Given request: Repeat the material in full. Keep every line exactly as it is.

(Source records)
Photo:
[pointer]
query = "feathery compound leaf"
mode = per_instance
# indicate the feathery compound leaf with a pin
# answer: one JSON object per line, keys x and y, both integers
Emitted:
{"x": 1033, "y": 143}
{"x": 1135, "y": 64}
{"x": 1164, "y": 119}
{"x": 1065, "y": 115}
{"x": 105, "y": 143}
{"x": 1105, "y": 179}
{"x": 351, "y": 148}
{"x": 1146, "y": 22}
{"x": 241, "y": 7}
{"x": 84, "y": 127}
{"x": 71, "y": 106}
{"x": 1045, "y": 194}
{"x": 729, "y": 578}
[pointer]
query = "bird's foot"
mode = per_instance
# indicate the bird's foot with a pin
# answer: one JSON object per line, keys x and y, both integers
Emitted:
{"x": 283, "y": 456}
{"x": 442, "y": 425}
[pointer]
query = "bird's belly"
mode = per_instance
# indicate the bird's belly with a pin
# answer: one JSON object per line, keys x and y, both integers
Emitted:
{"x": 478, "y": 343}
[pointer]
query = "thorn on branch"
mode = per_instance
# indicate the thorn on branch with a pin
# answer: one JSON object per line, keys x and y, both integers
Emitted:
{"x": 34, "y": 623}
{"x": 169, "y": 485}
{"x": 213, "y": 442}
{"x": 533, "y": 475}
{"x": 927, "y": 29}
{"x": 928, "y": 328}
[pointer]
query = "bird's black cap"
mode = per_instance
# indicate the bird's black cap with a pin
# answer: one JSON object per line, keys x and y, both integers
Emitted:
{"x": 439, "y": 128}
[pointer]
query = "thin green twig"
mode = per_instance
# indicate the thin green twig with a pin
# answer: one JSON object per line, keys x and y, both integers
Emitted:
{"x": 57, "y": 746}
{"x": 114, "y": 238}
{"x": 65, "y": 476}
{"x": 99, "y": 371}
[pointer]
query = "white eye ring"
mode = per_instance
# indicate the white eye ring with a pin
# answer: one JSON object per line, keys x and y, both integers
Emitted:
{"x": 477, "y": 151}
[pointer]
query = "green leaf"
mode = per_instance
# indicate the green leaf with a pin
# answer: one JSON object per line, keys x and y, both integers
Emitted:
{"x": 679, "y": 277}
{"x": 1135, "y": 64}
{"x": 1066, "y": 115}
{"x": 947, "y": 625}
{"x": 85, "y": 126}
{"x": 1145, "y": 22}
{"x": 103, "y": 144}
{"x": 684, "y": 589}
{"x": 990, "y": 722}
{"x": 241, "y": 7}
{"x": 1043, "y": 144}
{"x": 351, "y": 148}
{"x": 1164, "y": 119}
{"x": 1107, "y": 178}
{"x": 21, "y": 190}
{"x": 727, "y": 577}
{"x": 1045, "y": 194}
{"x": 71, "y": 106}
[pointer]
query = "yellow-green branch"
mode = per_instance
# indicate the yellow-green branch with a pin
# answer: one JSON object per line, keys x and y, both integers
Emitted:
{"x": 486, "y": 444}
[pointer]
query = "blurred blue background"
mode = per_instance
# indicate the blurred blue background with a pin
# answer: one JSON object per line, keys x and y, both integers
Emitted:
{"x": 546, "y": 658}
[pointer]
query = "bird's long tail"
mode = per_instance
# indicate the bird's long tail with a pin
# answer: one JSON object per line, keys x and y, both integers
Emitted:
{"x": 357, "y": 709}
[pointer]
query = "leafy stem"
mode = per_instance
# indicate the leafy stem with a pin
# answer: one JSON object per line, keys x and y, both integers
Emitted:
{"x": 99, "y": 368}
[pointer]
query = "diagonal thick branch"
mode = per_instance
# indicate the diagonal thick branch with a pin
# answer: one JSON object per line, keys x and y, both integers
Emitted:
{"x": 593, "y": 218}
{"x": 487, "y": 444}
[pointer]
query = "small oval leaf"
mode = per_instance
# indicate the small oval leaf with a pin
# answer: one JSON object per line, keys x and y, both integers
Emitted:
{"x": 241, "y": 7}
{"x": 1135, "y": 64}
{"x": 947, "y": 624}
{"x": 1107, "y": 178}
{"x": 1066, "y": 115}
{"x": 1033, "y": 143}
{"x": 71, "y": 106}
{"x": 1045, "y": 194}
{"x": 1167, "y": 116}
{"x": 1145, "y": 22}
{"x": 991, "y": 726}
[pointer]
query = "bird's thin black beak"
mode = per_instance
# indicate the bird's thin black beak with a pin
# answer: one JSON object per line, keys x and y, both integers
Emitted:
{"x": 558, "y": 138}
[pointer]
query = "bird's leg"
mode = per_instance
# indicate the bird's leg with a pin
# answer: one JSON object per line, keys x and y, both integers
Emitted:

Answer in full:
Photo:
[pointer]
query = "feathery compound leaf"
mode = per_instance
# indicate the feathery compound leaf with a pin
# answer: one JSON object per line, keys x and y, both integers
Emitted:
{"x": 1033, "y": 143}
{"x": 1135, "y": 64}
{"x": 1164, "y": 119}
{"x": 1065, "y": 115}
{"x": 105, "y": 143}
{"x": 1105, "y": 179}
{"x": 351, "y": 148}
{"x": 1146, "y": 22}
{"x": 241, "y": 7}
{"x": 84, "y": 127}
{"x": 71, "y": 106}
{"x": 1045, "y": 194}
{"x": 729, "y": 578}
[pointer]
query = "bird's foot"
mode = per_instance
# indicate the bird's foot with a pin
# answer: one JSON object per line, keys x and y, both integers
Emitted:
{"x": 283, "y": 456}
{"x": 442, "y": 425}
[pointer]
query = "bird's belly"
mode = per_instance
# indicate the bird's belly with a pin
# answer: one JSON object per line, keys x and y, both integers
Emitted:
{"x": 478, "y": 343}
[pointer]
query = "thorn on branch"
mode = per_instance
# indicate the thorn on branch with a pin
# answer: one JSON object per line, keys x and y, both integers
Emitted:
{"x": 34, "y": 623}
{"x": 169, "y": 485}
{"x": 213, "y": 442}
{"x": 533, "y": 475}
{"x": 927, "y": 29}
{"x": 928, "y": 328}
[pointer]
query = "bird's black cap"
mode = per_instance
# indicate the bird's black cap with a pin
# answer: one JSON object per line, keys x and y, both integers
Emitted:
{"x": 439, "y": 128}
[pointer]
query = "thin green twig"
mode = per_instance
# indicate the thin green twig with a pin
# answer: one JSON object per line, keys x and y, both integers
Emitted:
{"x": 57, "y": 746}
{"x": 114, "y": 238}
{"x": 65, "y": 476}
{"x": 99, "y": 371}
[pointer]
query = "white eye ring"
mode = per_instance
# indicate the white eye ring with a pin
# answer: one JSON object per line, keys x and y, both integers
Emitted:
{"x": 477, "y": 151}
[pointer]
query = "green leaf"
mode = per_instance
# indicate the green leaf with a pin
# answer: one JSON object per line, keys x and y, both integers
Emitted:
{"x": 679, "y": 277}
{"x": 1135, "y": 64}
{"x": 1066, "y": 115}
{"x": 947, "y": 625}
{"x": 85, "y": 126}
{"x": 1145, "y": 22}
{"x": 103, "y": 144}
{"x": 684, "y": 589}
{"x": 990, "y": 722}
{"x": 241, "y": 7}
{"x": 1043, "y": 144}
{"x": 351, "y": 148}
{"x": 1164, "y": 119}
{"x": 1107, "y": 178}
{"x": 21, "y": 190}
{"x": 727, "y": 577}
{"x": 1045, "y": 194}
{"x": 71, "y": 106}
[pointer]
query = "yellow-green branch"
mode = per_instance
# indicate the yellow-green branch with a pin
# answer: one JSON object per line, keys x and y, both integers
Emitted:
{"x": 486, "y": 444}
[pointer]
query = "blurred blue background"
mode = per_instance
# indicate the blurred blue background with a pin
# answer: one JSON object per line, keys x and y, both integers
Emitted:
{"x": 546, "y": 658}
[pointer]
query = "bird's long tail"
mode = per_instance
# indicate the bird's long tail with a pin
# answer: one JSON object per line, keys x and y, both integers
Emitted:
{"x": 357, "y": 709}
[pointer]
query = "leafy stem"
mode = per_instance
# indicate the leafy stem with a pin
# answer: one JSON object per line, keys x and y, both integers
Emitted:
{"x": 99, "y": 368}
[pointer]
query = "diagonal thick branch"
mode = per_instance
# indicate the diagonal thick branch with a pin
# answer: one JSON object per line, keys x and y, both integers
Emitted:
{"x": 593, "y": 218}
{"x": 487, "y": 444}
[pointer]
query = "small oval leaf"
mode = per_instance
# indicate the small oval leaf with a pin
# answer: one JSON object per line, keys x and y, both integers
Emitted:
{"x": 241, "y": 7}
{"x": 1135, "y": 64}
{"x": 947, "y": 624}
{"x": 1107, "y": 178}
{"x": 1066, "y": 115}
{"x": 1033, "y": 143}
{"x": 71, "y": 106}
{"x": 1045, "y": 194}
{"x": 1167, "y": 116}
{"x": 1145, "y": 22}
{"x": 991, "y": 726}
[pointer]
query = "bird's thin black beak"
mode = per_instance
# indicate the bird's thin black beak with a pin
# answer: one JSON object per line, keys x and y, both integers
Emitted:
{"x": 558, "y": 138}
[pointer]
query = "bird's leg"
mode = per_instance
# indicate the bird's leg with a pin
# answer: one JSON object per line, keys x and y, both integers
Emitted:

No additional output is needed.